## Texto presentado
>>>>>

# Problema de temporización con pic 16f628a



## Mclaw (Nov 10, 2008)

Hola! 
A ver si alguien puede echarme una mano. Estoy realizando un programa en c con el compilador picc de hi-tech. El problema es que quiero obtener un cambio de nivel en una de las salidas cuando pase cierto tiempo y para ello he utilizado el timer0. Quiero que genere una señal cuadrada de unos 38 KHz por lo que la mitad del periodo será cada 13us aproximadamente. Tengo el siguiente código:

#include	<htc.h>

/*
 *	Example code for using timer0 on a 16F628A
 *	Just sets up a 13 us second interrupt and change the output RB5
 */


#define	PERIOD	1000000		// period in uS - one second here
#define	XTAL	4000000		// crystal frequency - 4MHz
#define IPERIOD	(4 * 1000000 / XTAL)	// Period of instruction clock in uSeconds
#define	RELOADS	242     // 255-13

/* service routine for timer 0 interrupt */
void interrupt
timer0_isr(void)
{
	// effect a change on PORTB whenever our desired period is reached.
	// Note this timing will contain a margin of error.
	TMR0 = RELOADS;
	RB5 = !RB5;				// effect a change on RB5
	T0IF = 0;
}

main()
{
	// initialize timer 0; 

	OPTION = 0b1000;	// prescale by 1:1
	T0CS = 0;			// select internal clock
	T0IE = 1;			// enable timer interrupt
	GIE = 1;			// enable global interrupts
	TRISB = 0;			// output port
	RB5 = 0;
	OSCF = 1;
	for(;
		continue;		// let interrupt do its job
}

El problema es que me genera una señal de 1.97 KHz en lugar de una de aproximadamente 38 KHz y no se porque.  No se si cargo el valor correcto así que he probado con RELOADS valiendo 13 y 242 pero da igual porque da la señal de 1.97 KHz.
Alguien me puede decir que estoy haciendo mal? Se lo agradecería en el alma ya que no consigo encontrar la solución.

Gracias por adelantado.


----------



## Ardogan (Nov 11, 2008)

Vi tu mensaje ayer y revisé hasta donde se (no uso el picc pero tengo idea de como configurar los módulos), y realmente no veo el problema en el código.

Ahora estás tratando de hacer con el módulo CCP (https://www.forosdeelectronica.com/posts/149174/), y tampoco sale.

Lo único que se me ocurre es que tu reloj no sea de 4 Mhz. Esto lo estás probando ya en el circuito armado o con un simulador?. Estás seguro de que es de 4 MHz?.

<<<<<

## Problema planteado A
Indica cuántas líneas de las filas contienen la cadena "girl". Responde únicamente con el número.
Las filas siguientes no guardan ninguna relación con el hilo sobre el PIC 16F628A.

[Entradas de datos guardadas]
>>>>>

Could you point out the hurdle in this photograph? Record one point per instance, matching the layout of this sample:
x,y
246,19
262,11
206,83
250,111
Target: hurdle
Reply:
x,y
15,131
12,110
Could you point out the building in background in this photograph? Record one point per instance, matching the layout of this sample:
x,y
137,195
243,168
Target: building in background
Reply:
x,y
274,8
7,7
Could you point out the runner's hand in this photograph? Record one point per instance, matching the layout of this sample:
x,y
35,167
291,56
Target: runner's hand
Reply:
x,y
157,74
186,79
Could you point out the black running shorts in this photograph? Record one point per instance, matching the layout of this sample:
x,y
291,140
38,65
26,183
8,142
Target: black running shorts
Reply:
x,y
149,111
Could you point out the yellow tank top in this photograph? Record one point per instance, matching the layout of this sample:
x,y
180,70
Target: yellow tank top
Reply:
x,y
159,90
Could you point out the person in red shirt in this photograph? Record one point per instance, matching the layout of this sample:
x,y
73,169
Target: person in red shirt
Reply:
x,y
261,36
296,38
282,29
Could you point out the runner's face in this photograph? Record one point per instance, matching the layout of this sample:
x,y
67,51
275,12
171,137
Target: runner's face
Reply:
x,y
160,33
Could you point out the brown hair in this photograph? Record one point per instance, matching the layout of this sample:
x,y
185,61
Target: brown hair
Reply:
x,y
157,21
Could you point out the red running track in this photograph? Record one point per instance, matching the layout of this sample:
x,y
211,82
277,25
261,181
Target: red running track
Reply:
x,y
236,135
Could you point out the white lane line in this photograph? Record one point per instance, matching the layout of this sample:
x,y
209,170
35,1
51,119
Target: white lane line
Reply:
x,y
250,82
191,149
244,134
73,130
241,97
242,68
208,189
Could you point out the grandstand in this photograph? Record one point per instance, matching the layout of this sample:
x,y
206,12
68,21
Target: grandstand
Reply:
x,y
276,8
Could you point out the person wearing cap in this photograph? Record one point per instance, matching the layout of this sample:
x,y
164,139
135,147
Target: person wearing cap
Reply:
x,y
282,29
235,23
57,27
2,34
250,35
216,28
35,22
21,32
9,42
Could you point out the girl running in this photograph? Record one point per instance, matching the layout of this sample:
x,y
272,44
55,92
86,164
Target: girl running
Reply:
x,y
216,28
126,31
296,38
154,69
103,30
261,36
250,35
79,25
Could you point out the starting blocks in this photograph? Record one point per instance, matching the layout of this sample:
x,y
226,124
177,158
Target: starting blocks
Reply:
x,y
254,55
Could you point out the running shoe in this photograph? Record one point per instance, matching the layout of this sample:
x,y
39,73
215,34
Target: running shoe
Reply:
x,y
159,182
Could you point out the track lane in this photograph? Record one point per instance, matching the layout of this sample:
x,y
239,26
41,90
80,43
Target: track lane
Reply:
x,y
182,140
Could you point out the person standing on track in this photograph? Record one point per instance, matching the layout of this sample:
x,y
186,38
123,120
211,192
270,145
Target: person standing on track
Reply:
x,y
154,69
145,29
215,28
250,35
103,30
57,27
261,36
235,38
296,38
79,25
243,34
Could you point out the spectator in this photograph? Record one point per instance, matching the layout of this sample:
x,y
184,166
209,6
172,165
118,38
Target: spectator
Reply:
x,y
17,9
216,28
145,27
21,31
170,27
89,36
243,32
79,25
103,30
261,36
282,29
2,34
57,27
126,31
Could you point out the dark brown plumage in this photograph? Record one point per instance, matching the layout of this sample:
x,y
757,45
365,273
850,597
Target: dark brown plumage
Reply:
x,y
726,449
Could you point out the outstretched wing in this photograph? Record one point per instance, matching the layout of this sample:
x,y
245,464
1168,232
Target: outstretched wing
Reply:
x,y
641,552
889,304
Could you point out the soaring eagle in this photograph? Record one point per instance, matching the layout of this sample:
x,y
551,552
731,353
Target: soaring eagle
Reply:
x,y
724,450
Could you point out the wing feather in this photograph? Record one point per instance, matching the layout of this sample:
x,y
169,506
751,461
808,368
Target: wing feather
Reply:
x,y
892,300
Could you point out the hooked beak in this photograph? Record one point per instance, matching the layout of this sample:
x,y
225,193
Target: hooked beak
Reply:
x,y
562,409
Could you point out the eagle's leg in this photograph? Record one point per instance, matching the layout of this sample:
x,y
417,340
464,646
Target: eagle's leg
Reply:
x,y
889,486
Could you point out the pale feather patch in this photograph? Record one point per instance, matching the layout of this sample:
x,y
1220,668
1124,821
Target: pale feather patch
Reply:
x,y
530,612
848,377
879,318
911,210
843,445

<<<<<

## Problema planteado B
En el hilo sobre el PIC 16F628A, ¿qué frecuencia tiene la señal que obtiene Mclaw en lugar de la de unos 38 KHz?

## Respuesta completa A
2

## Respuesta completa B
Una señal de 1.97 KHz.